Task — Copy the records below, replacing each occurrence of "dark car" with "black vehicle" and keeping everything else the same.

======== Records to process ========

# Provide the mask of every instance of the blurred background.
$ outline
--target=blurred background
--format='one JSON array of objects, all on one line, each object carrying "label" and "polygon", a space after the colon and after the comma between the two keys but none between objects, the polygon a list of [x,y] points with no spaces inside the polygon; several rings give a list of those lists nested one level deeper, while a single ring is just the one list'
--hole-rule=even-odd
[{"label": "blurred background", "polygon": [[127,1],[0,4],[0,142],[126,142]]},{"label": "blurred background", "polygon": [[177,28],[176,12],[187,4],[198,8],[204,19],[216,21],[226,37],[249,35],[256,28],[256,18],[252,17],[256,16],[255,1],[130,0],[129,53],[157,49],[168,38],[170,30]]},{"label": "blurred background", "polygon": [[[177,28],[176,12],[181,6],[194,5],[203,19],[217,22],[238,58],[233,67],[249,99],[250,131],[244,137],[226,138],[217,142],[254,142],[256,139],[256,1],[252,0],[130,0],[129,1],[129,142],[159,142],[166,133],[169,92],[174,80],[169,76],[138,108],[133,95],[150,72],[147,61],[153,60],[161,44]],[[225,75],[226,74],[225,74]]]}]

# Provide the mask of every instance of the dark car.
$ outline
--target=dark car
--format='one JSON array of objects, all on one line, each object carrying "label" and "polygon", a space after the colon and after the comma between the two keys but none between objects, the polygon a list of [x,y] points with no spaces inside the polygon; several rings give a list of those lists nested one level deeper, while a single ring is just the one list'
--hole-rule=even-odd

========

Task output —
# Provide the mask of every instance of the blurred background.
$ outline
--target=blurred background
--format='one JSON array of objects, all on one line, each object carrying "label" and "polygon", a space after the colon and after the comma between the two keys but none between objects, the polygon a list of [x,y] points with no spaces inside the polygon; several rings give a list of those lists nested one level deeper, while a single ring is just the one list'
--hole-rule=even-odd
[{"label": "blurred background", "polygon": [[127,1],[0,4],[0,142],[126,142]]},{"label": "blurred background", "polygon": [[177,28],[176,12],[187,4],[198,8],[204,19],[216,21],[226,37],[249,35],[256,28],[256,18],[252,17],[256,16],[255,1],[130,0],[129,53],[157,49],[168,38],[170,30]]},{"label": "blurred background", "polygon": [[[177,28],[176,12],[181,6],[194,5],[203,19],[217,22],[238,58],[233,67],[249,99],[250,131],[244,137],[226,138],[217,142],[254,142],[256,139],[256,1],[252,0],[130,0],[129,1],[129,142],[159,142],[166,133],[169,92],[174,80],[169,76],[138,108],[133,95],[150,72],[147,61],[153,60],[161,44]],[[225,75],[226,74],[225,74]]]}]

# Provide the mask of every instance of the black vehicle.
$ outline
--target=black vehicle
--format='one JSON array of objects, all on one line, each object carrying "label" and "polygon", a space after the colon and after the comma between the two keys but none between objects, the polygon a list of [x,y] points with no spaces inside the polygon; several rings give a list of those lists nested one level deeper, while a single ring is just the one list'
--hole-rule=even-odd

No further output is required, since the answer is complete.